* _WHAT NEEDS TO BE DONE_
Rewrite the material below with every instance of "endpoint" replaced by "service" and all other text unchanged. Omit the pictures from your answer.

* _LISTING_
• • • • • • •
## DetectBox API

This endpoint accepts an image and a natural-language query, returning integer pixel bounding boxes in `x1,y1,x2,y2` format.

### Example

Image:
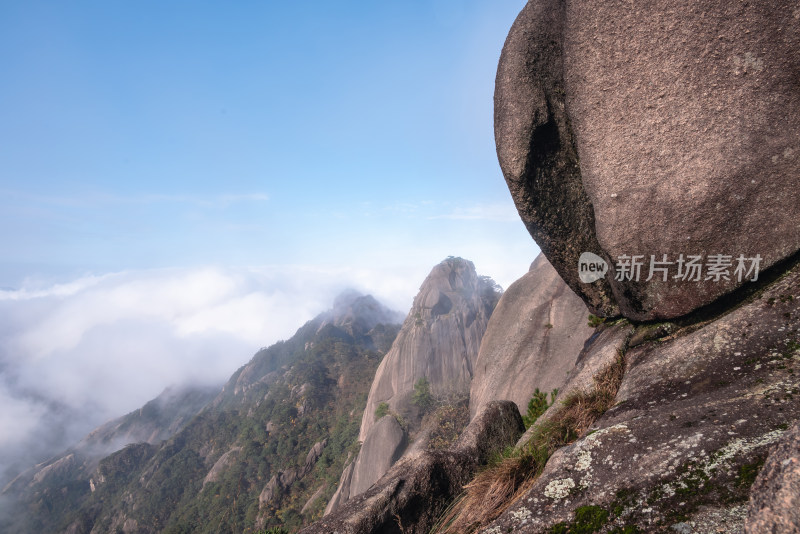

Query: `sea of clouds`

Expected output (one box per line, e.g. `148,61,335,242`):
0,266,421,488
• • • • • • •
* _CORRECT OUTPUT_
## DetectBox API

This service accepts an image and a natural-language query, returning integer pixel bounding boxes in `x1,y1,x2,y2` format.

### Example

Image:

Query: `sea of clouds`

Expected output (one box per line, e.g. `148,61,335,242`):
0,266,421,488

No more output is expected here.